Task material:
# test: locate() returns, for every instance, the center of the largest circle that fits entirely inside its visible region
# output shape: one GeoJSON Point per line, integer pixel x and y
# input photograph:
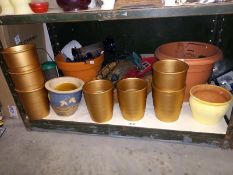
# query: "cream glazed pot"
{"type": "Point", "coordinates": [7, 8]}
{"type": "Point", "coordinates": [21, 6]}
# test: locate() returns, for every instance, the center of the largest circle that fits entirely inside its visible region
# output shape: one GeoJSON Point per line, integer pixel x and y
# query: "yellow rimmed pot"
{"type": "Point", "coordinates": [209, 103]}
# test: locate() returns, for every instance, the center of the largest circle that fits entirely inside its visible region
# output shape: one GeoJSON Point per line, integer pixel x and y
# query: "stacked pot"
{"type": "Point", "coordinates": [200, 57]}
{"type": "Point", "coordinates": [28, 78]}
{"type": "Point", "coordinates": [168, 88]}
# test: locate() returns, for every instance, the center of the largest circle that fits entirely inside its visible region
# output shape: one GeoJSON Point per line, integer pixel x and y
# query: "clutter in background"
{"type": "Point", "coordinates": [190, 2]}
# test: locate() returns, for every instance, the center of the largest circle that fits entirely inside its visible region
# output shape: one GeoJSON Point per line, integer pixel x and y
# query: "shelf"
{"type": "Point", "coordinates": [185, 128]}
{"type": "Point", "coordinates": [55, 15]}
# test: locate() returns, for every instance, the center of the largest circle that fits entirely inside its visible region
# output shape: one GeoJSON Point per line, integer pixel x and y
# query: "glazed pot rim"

The task:
Repeat everything in the records precisely. Images are excluded from the copy.

Written response:
# test: locate() returns, for every instance, the center of the largest circle that fits entirely inside its visible region
# output shape: one GeoJSON Point per line, integer pixel x and y
# input photograph:
# query: "cream glazed pot"
{"type": "Point", "coordinates": [7, 8]}
{"type": "Point", "coordinates": [21, 6]}
# test: locate() returns, for every instance, the center of the largest circle that fits entirely inside its visible region
# output shape: one GeoJSON Point per line, integer pixel x and y
# query: "yellow rimmed pot"
{"type": "Point", "coordinates": [209, 103]}
# test: locate() returns, for every instance, the center of the largest circle that fits entirely inside its visible region
# output shape: one GeoJSON Point per line, integer pixel x and y
# query: "stacked pot"
{"type": "Point", "coordinates": [200, 57]}
{"type": "Point", "coordinates": [28, 78]}
{"type": "Point", "coordinates": [168, 88]}
# test: locate() returns, for every instance, the center of the largest circle that fits entirely inside its visible region
# output shape: one GeoJSON Point per line, integer pixel x and y
# query: "clutter in background"
{"type": "Point", "coordinates": [190, 2]}
# test: locate() returns, for every instance, the center of the largest circle that fits entirely inside its visible region
# output shape: one GeoJSON Point per line, integer pixel x and y
# query: "shelf"
{"type": "Point", "coordinates": [185, 128]}
{"type": "Point", "coordinates": [55, 15]}
# test: locate() returns, for every instance, the center of the largest circle that fits entirely inside its visible region
# output shape: one GeoJSON Point per line, integer pixel x and y
# query: "glazed pot rim"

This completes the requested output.